9Who Told David To Take A Census?
In 2 Samuel 24, God is angry at Israel and incites King David to carry out a census. David subsequently realizes that the census was sinful, and God punishes the land with a plague. But when 1 Chronicles 21 later tells the same story, it’s Satan who encourages David to take the census. These two Bible passages seemingly contradict each other. Did God or Satan lure David into the sinful census?
One interpretation is that Satan can only act with God’s permission. Therefore, while Satan suggested the census, he did so in accordance with God’s will. Others use the discrepancy as evidence that the Jews were influenced by Zoroastrianism during their exile in Babylon. Zoroastrians believe in opposing forces of good and evil, and the authors of Chronicles may have absorbed this belief and reassigned responsibility for the census to Satan.
8Does He Have A Name?
“Satan” is a Hebrew word meaning “adversary” or “accuser.” It’s never used as a name in the Old Testament and is often applied to humans. For example, King Rezon of Syria is said to be a satan (“adversary”) of Solomon. There is also an angelic creature known as “the satan,” who acts as a sort of prosecutor. For example, God allows the satan to persecute Job to see if he will remain faithful even after losing everything.
The word “devil” (diabolos) also means “accuser” and is just a Greek translation of satan. Correctly, we usually refer to “the Devil,” but at some point, we started treating “Satan” as a given name, with no “the” needed.
So does the Devil have a name? It’s not Lucifer (“morning star”), which the Bible only uses once, about a king of Babylon. And Belial and Beelzebub didn’t start as names, either. So if the Devil is supposed to have a name, we have no idea what it is.
7Why Do We Think He Rules Hell?
Of course, everyone knows that Satan rules Hell, where he delights in torturing evil souls. Except that’s not the case in any of the Abrahamic religions. It’s certainly nowhere to be found in the Bible, where Satan is only associated with Hell in the sense that he’ll end up there after the final judgement.
So where did this idea of Satan ruling Hell come from? Well, it’s a bit of a mystery. The most popular theory is that he was conflated with Greco-Roman underworld gods like Hades and Pluto. Another theory points to Zoroastrianism, in which the evil Angra Mainyu torments the wicked in the afterlife. While it’s not clear how the story came about, it remains extremely popular.

◆ STATED EXERCISE ◆
According to the passage about Satan, what does the Hebrew word "satan" mean? The rows that follow have no connection to the passage about Satan.

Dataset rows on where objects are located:
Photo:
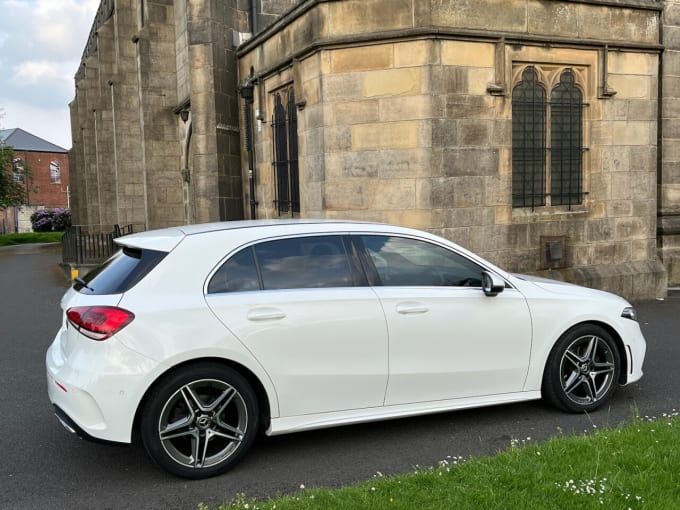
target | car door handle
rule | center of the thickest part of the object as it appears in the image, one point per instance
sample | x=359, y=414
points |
x=411, y=307
x=265, y=314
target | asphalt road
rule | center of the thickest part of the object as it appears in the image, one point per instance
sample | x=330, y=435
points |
x=44, y=467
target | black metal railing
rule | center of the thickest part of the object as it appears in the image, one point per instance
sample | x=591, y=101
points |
x=91, y=244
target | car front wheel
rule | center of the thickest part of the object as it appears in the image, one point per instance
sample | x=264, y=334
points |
x=200, y=421
x=583, y=369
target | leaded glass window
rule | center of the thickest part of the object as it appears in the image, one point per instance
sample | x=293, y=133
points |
x=284, y=129
x=528, y=141
x=542, y=173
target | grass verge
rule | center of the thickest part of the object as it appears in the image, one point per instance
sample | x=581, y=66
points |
x=30, y=237
x=628, y=467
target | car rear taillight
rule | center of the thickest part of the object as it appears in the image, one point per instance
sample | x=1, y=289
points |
x=99, y=322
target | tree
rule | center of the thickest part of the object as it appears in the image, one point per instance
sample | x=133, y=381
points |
x=12, y=190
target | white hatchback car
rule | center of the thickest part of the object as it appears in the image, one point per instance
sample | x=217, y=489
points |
x=201, y=336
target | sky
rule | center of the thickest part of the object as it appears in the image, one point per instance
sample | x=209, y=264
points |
x=41, y=43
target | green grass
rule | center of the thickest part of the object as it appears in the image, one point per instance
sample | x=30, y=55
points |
x=30, y=237
x=635, y=466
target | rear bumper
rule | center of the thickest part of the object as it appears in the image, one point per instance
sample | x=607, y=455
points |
x=97, y=387
x=73, y=427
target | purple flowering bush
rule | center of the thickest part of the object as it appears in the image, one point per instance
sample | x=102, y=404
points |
x=47, y=220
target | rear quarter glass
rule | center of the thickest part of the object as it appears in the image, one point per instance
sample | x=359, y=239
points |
x=120, y=273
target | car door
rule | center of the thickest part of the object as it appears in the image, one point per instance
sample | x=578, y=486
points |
x=447, y=338
x=301, y=306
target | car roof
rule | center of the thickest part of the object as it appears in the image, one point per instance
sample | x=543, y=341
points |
x=166, y=239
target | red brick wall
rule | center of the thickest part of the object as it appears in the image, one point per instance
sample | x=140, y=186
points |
x=41, y=190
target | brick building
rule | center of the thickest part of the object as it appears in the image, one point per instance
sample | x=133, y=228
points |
x=541, y=134
x=44, y=168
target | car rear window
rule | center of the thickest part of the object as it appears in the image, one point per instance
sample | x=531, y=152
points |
x=119, y=273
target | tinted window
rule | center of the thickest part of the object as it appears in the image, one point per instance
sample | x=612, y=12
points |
x=121, y=272
x=304, y=262
x=402, y=261
x=239, y=273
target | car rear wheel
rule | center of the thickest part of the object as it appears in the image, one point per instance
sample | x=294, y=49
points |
x=200, y=421
x=583, y=369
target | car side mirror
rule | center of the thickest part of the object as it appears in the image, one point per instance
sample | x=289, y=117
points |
x=492, y=284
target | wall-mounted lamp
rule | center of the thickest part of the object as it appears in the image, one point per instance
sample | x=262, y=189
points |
x=246, y=90
x=183, y=110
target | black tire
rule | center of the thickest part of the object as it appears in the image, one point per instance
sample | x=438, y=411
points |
x=200, y=421
x=582, y=372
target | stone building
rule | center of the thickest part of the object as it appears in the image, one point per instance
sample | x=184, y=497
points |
x=43, y=167
x=540, y=134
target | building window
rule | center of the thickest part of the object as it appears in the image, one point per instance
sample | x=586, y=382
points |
x=55, y=172
x=18, y=170
x=545, y=174
x=286, y=171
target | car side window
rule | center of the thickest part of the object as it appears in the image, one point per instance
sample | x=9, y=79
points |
x=304, y=262
x=237, y=274
x=401, y=261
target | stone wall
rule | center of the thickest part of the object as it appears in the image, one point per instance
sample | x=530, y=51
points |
x=405, y=117
x=669, y=176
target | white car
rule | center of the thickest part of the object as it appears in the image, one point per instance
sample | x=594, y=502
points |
x=201, y=336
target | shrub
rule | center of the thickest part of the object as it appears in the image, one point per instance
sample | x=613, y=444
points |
x=47, y=220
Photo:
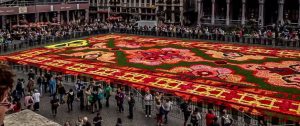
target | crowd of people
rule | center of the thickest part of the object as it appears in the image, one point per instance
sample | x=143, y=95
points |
x=94, y=96
x=36, y=35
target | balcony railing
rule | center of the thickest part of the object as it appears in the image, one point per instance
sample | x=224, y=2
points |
x=40, y=2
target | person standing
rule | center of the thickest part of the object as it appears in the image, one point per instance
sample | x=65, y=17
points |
x=52, y=86
x=30, y=85
x=88, y=97
x=48, y=77
x=195, y=117
x=119, y=122
x=20, y=88
x=6, y=84
x=186, y=111
x=167, y=106
x=28, y=101
x=226, y=120
x=94, y=96
x=120, y=100
x=100, y=96
x=40, y=84
x=31, y=74
x=147, y=100
x=86, y=122
x=97, y=120
x=70, y=99
x=215, y=122
x=159, y=112
x=61, y=91
x=210, y=118
x=36, y=100
x=131, y=103
x=108, y=90
x=54, y=105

◆ EXPECTED OUTPUT ◆
It means "adversary" or "accuser."